• **DATA SUPPLIED**:
+ + + +

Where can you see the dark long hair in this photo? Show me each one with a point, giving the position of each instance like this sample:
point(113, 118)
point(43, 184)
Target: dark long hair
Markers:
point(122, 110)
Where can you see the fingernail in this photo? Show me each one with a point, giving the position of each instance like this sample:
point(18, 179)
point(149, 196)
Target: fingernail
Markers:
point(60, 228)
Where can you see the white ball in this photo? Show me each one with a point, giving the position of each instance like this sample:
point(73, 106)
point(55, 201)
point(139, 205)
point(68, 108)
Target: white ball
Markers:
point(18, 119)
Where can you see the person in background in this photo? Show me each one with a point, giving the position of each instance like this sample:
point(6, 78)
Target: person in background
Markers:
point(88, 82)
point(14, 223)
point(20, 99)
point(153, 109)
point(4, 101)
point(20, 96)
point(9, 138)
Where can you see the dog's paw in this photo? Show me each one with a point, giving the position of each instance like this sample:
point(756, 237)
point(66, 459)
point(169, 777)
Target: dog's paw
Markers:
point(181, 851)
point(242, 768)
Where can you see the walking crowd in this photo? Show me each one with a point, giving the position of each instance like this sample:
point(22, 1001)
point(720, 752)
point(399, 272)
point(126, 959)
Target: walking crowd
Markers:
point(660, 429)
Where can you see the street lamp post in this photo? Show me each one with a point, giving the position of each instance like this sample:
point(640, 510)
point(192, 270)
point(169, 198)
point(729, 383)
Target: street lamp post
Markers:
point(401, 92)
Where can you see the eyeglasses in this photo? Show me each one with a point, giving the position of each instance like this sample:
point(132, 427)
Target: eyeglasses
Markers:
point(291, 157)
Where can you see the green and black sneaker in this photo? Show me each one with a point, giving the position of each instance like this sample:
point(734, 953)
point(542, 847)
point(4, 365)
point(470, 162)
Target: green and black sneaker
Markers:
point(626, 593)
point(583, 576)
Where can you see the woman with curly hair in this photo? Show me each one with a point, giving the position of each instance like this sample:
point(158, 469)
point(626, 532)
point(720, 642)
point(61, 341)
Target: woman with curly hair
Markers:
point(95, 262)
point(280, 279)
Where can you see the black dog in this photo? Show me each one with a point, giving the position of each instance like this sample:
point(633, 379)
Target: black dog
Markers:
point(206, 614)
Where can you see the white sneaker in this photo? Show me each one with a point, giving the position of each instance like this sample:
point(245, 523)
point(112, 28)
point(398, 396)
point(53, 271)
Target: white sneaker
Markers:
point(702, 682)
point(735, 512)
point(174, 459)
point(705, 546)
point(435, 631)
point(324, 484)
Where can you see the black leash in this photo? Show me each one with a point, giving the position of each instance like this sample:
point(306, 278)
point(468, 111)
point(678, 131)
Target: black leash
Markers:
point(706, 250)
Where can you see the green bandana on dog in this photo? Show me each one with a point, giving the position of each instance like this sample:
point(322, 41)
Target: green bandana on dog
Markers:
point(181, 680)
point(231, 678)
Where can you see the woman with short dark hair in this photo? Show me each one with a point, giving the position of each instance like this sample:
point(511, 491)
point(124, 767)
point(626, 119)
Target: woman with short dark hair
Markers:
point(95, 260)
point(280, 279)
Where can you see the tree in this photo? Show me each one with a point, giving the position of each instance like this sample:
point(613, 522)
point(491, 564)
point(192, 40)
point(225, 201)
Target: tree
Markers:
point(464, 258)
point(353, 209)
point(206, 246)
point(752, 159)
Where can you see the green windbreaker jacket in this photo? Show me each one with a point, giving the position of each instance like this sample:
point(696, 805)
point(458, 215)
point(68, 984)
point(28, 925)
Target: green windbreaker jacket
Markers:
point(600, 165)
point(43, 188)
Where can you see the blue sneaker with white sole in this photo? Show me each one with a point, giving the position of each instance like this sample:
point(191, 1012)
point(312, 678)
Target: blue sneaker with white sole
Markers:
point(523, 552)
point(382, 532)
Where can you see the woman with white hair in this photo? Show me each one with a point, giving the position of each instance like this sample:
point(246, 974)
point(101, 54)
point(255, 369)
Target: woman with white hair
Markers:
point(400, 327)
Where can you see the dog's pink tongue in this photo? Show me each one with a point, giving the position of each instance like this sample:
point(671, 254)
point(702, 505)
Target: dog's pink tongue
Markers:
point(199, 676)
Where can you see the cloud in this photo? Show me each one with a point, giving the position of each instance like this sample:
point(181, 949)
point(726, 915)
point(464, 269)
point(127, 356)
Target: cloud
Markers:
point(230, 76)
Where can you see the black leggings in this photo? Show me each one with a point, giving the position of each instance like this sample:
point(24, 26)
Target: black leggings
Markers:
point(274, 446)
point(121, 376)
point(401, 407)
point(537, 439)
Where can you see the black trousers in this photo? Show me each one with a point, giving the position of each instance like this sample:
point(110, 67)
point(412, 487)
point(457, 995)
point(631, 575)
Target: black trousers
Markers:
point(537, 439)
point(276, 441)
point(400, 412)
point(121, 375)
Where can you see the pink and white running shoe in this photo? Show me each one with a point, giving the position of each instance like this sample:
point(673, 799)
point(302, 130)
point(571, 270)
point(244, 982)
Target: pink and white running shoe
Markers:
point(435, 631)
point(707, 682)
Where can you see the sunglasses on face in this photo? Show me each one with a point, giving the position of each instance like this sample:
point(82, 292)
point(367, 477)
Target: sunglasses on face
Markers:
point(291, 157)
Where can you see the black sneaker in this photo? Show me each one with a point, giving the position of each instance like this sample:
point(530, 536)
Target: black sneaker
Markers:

+ + + +

• **TASK STATEMENT**: Please rewrite the records from their first line through the line containing "point(122, 110)", changing "dark long hair" to "short blond hair" and leaving everything else the same. Return only those lines.

• **OUTPUT OF THE TASK**:
Where can you see the short blond hair in this photo? Show me each one with a point, giving the position of each instance like this sample:
point(113, 118)
point(43, 184)
Target: short blond hair
Markers:
point(122, 110)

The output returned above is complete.